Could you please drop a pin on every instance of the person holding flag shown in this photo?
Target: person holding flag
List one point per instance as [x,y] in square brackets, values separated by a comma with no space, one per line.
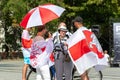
[26,49]
[85,50]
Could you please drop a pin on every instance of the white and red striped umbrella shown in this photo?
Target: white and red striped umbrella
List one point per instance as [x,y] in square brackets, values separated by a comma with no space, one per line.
[41,15]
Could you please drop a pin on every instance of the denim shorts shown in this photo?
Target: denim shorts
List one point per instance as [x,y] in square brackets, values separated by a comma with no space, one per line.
[26,60]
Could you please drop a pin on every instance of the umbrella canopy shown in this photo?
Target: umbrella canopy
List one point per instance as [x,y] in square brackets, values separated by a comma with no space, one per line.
[41,15]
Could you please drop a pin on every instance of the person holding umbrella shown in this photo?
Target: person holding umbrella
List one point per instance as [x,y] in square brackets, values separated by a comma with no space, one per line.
[40,53]
[63,65]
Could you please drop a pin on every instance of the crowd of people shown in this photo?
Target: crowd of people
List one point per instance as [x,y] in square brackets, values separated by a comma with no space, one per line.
[48,53]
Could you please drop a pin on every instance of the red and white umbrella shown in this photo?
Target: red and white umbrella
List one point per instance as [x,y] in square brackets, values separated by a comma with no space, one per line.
[41,15]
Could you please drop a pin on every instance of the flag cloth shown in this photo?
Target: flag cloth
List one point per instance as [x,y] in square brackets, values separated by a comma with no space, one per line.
[85,50]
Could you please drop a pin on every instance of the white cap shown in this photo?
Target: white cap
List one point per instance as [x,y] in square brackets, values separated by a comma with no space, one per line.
[63,28]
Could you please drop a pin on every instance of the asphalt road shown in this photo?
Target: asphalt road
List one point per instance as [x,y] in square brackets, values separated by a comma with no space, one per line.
[12,70]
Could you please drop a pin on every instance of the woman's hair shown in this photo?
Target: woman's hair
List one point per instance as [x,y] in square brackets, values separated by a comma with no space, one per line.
[40,28]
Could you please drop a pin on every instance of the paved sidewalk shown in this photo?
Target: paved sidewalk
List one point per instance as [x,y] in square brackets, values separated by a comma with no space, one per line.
[12,70]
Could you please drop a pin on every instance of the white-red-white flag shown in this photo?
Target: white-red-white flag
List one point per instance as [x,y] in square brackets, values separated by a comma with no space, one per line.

______________________________

Set down the complete material exactly, but do not include the images.

# [FINISHED EXERCISE]
Could you please drop a pin on every instance of the person holding flag shown in this photo?
Target: person holding flag
List one point per instance as [x,y] in square brackets, values separated by a comma with no space, one per line.
[26,49]
[85,50]
Could you please drop a pin on every instance of the white and red striped umbrella shown in this photo?
Target: white and red striped umbrella
List one point per instance as [x,y] in square brackets, values separated by a comma with no space, one per line.
[41,15]
Could you please drop a pin on every instance of the denim shorts shown in this photo?
Target: denim shorts
List one point per instance as [x,y] in square brackets, values separated by a comma with no space, one per line.
[26,60]
Could you please drop a pin on every instance of the umbrella canopy shown in this photo?
Target: umbrella canopy
List one point per instance as [x,y] in square brackets, values separated by a comma with no space, one per line.
[41,15]
Could you please drop a pin on every instance of the person holding umbrella shown in this photo?
Target: person holding umbrella
List one point per instance as [x,y] in square brackets, values separated by a comma with no space, one per line.
[40,53]
[63,65]
Could you please drop a pin on every instance of the crowd of people shown in this photo?
Target: crowd of people
List one point per instance as [x,y] in square brackets, values separated by a comma with no space, one per line.
[48,53]
Could you please drop a pin on every instance of the red and white umbrella shown in this photo?
Target: red and white umbrella
List one point per instance as [x,y] in square brackets, values separated by a comma with no space, one per line.
[41,15]
Could you please drop a pin on every instance of the flag cloth shown in this photo?
Target: flag cloth
List one point per instance as [x,y] in square brackets, values separated by a comma with no space, one per line.
[85,50]
Could you please drop a pin on every instance of the white cap shown in this photo?
Target: white cap
List one point per instance as [x,y] in square brackets, values separated by a comma with no space, one per line.
[63,28]
Could you please drop a pin on every instance of the asphalt road shown in this photo?
Target: asphalt road
List one point per instance as [x,y] in square brackets, values separated by a comma with no space, one per line.
[12,70]
Could you please drop a pin on every instance of the woman's hair shown in this photo?
Target: woman's hair
List one point per instance as [x,y] in square brackets, values separated by a comma with no space, one per line.
[40,28]
Could you please drop a pin on every instance of the paved sidewalk shown in this photo?
Target: paved sidewalk
List one point per instance as [x,y] in square brackets, values separated by a comma with no space, one per line.
[12,70]
Could you please drop a pin on every instance of the white-red-white flag shown in this photo?
Target: white-red-white flag
List one point per instance as [x,y] in square brackets, values separated by a comma with no space, one per line.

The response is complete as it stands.